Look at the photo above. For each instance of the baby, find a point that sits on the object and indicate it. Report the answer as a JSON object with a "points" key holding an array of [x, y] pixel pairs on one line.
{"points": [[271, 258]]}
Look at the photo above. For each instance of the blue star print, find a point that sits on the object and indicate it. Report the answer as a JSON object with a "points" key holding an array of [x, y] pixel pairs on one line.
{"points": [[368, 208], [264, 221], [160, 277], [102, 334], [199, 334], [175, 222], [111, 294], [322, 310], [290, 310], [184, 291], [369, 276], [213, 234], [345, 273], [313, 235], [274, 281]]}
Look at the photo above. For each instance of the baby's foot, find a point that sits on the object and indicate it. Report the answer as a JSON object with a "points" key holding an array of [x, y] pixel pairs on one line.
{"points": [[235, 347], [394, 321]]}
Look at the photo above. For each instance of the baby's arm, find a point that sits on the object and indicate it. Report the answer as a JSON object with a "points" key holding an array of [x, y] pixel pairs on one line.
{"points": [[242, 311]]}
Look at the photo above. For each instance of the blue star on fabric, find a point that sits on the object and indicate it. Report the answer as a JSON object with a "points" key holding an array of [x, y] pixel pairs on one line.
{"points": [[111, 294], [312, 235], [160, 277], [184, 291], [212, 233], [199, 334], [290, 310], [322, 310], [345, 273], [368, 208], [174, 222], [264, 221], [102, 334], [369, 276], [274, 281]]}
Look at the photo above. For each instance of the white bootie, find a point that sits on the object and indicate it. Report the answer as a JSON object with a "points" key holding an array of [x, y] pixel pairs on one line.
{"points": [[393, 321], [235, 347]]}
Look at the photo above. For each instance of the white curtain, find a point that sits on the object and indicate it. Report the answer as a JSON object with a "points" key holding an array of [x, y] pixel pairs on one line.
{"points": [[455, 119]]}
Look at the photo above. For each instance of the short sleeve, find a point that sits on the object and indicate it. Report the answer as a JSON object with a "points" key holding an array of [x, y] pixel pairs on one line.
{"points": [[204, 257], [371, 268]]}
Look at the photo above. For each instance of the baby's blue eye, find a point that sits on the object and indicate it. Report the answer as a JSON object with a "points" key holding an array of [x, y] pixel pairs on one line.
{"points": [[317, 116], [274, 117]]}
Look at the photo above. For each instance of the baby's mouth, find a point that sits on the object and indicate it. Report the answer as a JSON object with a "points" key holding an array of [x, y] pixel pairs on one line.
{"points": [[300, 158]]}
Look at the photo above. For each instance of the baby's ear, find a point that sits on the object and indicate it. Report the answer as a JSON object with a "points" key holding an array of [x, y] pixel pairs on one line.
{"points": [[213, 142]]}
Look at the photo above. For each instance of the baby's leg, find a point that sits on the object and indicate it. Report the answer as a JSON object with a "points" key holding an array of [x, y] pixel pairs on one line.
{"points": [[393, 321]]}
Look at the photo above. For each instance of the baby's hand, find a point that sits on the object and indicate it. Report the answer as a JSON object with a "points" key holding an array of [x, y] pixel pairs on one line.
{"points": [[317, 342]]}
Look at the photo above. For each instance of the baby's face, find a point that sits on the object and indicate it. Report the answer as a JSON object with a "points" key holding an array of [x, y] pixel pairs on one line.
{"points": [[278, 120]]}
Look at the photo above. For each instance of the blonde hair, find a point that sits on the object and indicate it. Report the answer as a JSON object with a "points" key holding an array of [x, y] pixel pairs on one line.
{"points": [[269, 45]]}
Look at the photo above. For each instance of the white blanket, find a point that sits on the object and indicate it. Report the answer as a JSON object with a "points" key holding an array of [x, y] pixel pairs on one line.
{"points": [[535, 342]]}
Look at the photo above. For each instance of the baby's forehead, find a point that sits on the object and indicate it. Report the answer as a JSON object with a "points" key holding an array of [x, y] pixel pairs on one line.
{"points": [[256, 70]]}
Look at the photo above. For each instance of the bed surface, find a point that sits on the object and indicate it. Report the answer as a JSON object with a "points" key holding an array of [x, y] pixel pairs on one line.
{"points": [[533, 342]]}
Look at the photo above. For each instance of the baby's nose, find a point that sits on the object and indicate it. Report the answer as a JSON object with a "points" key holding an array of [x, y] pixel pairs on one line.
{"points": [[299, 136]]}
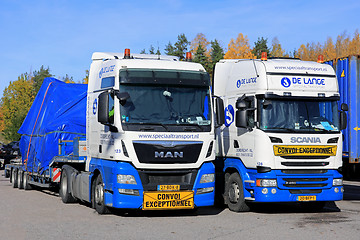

**********

* Work to complete *
Please make an exact copy of the whole listing and leave out its pictures.

* Response to the task *
Look at the photo above. For each instance of the baby, find a point that sits on the object and indicate it. Report the answer as a JSON object with a "points" key holding an array of [x, y] pixel pairs on one line.
{"points": [[271, 258]]}
Look at the photo above. For each instance of the blue star print, find a point that sits on the object and indicate it. Report the answer as a JSON object with a "points" key holding an array of [x, y] pixel pairs on one line.
{"points": [[368, 208], [264, 221], [160, 277], [102, 334], [199, 334], [175, 222], [111, 294], [322, 310], [290, 310], [184, 291], [369, 276], [213, 234], [345, 273], [313, 235], [274, 281]]}
Look at the photo above. For each instance of the baby's foot, find a point that sits on the object and indicate it. Report the answer as a JSON object with a "points" key holding an array of [x, y] pixel pairs on one line.
{"points": [[235, 347], [394, 321]]}
Look at the photo above. For each instance of the baby's arm, find a point that sits on the object and indicate it. Report the answer as a JSON object with a "points" key holding an array of [x, y] pixel pairs on one line.
{"points": [[242, 311]]}
Look at the photo above. For each instance of the blue star on fabric, find a point that sits on the object and indicate it. Report the answer as a JSON object with a "points" key holding an array of [x, y] pixel pairs on one line.
{"points": [[111, 294], [312, 235], [160, 277], [184, 291], [212, 233], [199, 334], [290, 310], [322, 310], [345, 273], [368, 208], [174, 222], [264, 221], [102, 334], [369, 276], [274, 281]]}
Look at the photo above. For each instance of the white bootie, find a point that sits on the object and indicate it. Report the answer as a JSON object with a "points" key holding an array of [x, y] pixel pairs on one line.
{"points": [[393, 321], [235, 347]]}
Look at the photo above. For each instance of the white curtain, find a point that sits on the object and indicate it. Report the answer as a JSON object with a "points" key holding an array of [x, y] pixel pairs on one line.
{"points": [[455, 119]]}
Look at the photo above. For each instance of the short sleeve, find a point that sits on the object and indicate it. Report the answer as a JSON object with a "points" key holding an array of [x, y] pixel pairs on one line.
{"points": [[204, 257], [371, 268]]}
Look at the photo above. For each instance of the baby's blue eye, find a point that sits on the object and indicate it. Report the answer as a JSON object with a "points" key holding an array of [x, y] pixel pairs on one line.
{"points": [[317, 116], [274, 117]]}
Look at the photo above. For each instance of the baby's mouth, find a point that sits on the object and indicate it. Report the answer as a JSON object with a "points" key holding an array of [x, y] pixel pairs on one line.
{"points": [[300, 158]]}
Look at the photo above. For each instance of the baby's ear, find a point that sits on the object and indicate it. Report the answer as a JSON object with a "points" key holding an array of [x, y] pixel pairs on one line.
{"points": [[213, 142]]}
Look at the photo above. For each instance of the baby's leg, find a point that sits on the object and indicate it. Report the answer as a JSON object with a "points" key holding an array of [x, y] pixel pairs on one line.
{"points": [[393, 321]]}
Look at the photo above. For each instance of the baby's hand, find a point that sits on the object and indicate it. Report the answer as a JSON object with a "points" key holding an array of [x, y] pixel pairs on one line.
{"points": [[317, 342]]}
Look at the photo above. For each instance of the baby's face, find a point that sits on the object and indicate it. Report the answer as a JSON object with a "points" key holding an array of [x, y] pixel pairs on one line.
{"points": [[278, 120]]}
Look at the photo above. For each instance of the blonde hair, find a point that sits on the object and indicate it. Report the answer as a JSON object with a "points" key holding an array of [x, y] pixel pairs on one line.
{"points": [[269, 45]]}
Look at the photo above. For each instance of the white blanket, find a point that sits on the object and indicate it. Report the answer as a JSON object with a "points" key holding an array of [x, y] pixel pairs on one line.
{"points": [[535, 342]]}
Look at the photo above. For each instance of the baby's forehead, find a point that sits on the object and indicate it. Report the answer as a JSON object with a "points" key holding an array of [x, y] pixel pairs on one line.
{"points": [[256, 70]]}
Look at the photo above. For each instance of the bed surface, find a point that sits on the object and indicate it. Report the answer as a JSON object with a "points" key holding an array of [x, y] pixel pairs on one line.
{"points": [[533, 342]]}
Look at the photo above. For each instance of the baby's nose, find a point that sits on the object and indicate it. Report the answer as a JSON object with a "points" key holding an array of [x, y] pixel pairs on one line.
{"points": [[299, 136]]}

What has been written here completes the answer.